— BEGIN —

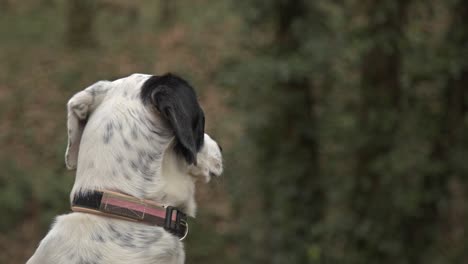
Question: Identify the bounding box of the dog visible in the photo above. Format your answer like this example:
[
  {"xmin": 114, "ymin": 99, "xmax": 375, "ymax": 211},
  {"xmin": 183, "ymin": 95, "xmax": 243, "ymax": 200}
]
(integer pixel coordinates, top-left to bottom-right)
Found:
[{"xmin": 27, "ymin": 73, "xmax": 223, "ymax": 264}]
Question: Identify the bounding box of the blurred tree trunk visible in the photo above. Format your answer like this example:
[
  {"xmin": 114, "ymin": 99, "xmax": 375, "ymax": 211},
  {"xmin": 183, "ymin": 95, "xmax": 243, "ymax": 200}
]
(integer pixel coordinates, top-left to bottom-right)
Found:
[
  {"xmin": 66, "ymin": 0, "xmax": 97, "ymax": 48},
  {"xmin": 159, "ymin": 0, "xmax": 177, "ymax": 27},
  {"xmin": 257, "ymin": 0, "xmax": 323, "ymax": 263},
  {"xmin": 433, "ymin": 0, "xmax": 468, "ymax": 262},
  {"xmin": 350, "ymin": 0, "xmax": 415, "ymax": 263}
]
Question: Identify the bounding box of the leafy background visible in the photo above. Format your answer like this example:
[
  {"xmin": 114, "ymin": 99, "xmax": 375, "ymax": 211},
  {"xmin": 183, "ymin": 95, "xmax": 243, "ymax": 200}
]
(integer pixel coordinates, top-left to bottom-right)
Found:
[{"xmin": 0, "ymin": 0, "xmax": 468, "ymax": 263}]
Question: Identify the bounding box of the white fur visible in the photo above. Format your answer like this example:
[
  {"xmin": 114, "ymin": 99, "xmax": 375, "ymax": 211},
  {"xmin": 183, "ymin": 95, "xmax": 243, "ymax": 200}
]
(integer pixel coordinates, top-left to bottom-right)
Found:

— END —

Convert all of the rows above into a JSON list of strings, with one string for each line and no blank lines, and leave the pictures out of the list.

■ **Expected output**
[
  "Question: Identify the bounding box of the dog visible in the photo above. Format your answer like this example:",
  "[",
  "  {\"xmin\": 114, \"ymin\": 99, \"xmax\": 375, \"ymax\": 211},",
  "  {\"xmin\": 183, \"ymin\": 95, \"xmax\": 243, \"ymax\": 200}",
  "]",
  "(integer pixel coordinates, top-left to bottom-right)",
  "Found:",
  "[{\"xmin\": 27, \"ymin\": 73, \"xmax\": 223, \"ymax\": 264}]",
  "Question: Identify the bounding box of the blurred tree trunk visible in the photo above. Format your answer like this example:",
  "[",
  "  {\"xmin\": 114, \"ymin\": 99, \"xmax\": 375, \"ymax\": 211},",
  "  {\"xmin\": 183, \"ymin\": 95, \"xmax\": 243, \"ymax\": 200}",
  "]",
  "(integer pixel coordinates, top-left to bottom-right)",
  "Found:",
  "[",
  "  {\"xmin\": 66, \"ymin\": 0, \"xmax\": 97, \"ymax\": 48},",
  "  {\"xmin\": 159, \"ymin\": 0, \"xmax\": 177, \"ymax\": 27},",
  "  {\"xmin\": 257, \"ymin\": 0, \"xmax\": 323, \"ymax\": 263},",
  "  {\"xmin\": 433, \"ymin\": 0, \"xmax\": 468, \"ymax\": 262},",
  "  {\"xmin\": 350, \"ymin\": 0, \"xmax\": 415, \"ymax\": 263}",
  "]",
  "Question: Identify the bounding box of the leafy background visible in the photo above. Format your answer like this example:",
  "[",
  "  {\"xmin\": 114, \"ymin\": 99, \"xmax\": 375, \"ymax\": 211},",
  "  {\"xmin\": 183, \"ymin\": 95, \"xmax\": 243, \"ymax\": 200}",
  "]",
  "(integer pixel coordinates, top-left to bottom-right)",
  "Found:",
  "[{\"xmin\": 0, \"ymin\": 0, \"xmax\": 468, \"ymax\": 263}]",
  "Question: Identify the bounding box of the white fur visible in the photo above. Format your answer like this example:",
  "[",
  "  {\"xmin\": 114, \"ymin\": 99, \"xmax\": 375, \"ymax\": 211},",
  "  {\"xmin\": 183, \"ymin\": 95, \"xmax\": 243, \"ymax\": 200}",
  "]",
  "(integer pixel coordinates, top-left to bottom-right)",
  "Found:"
]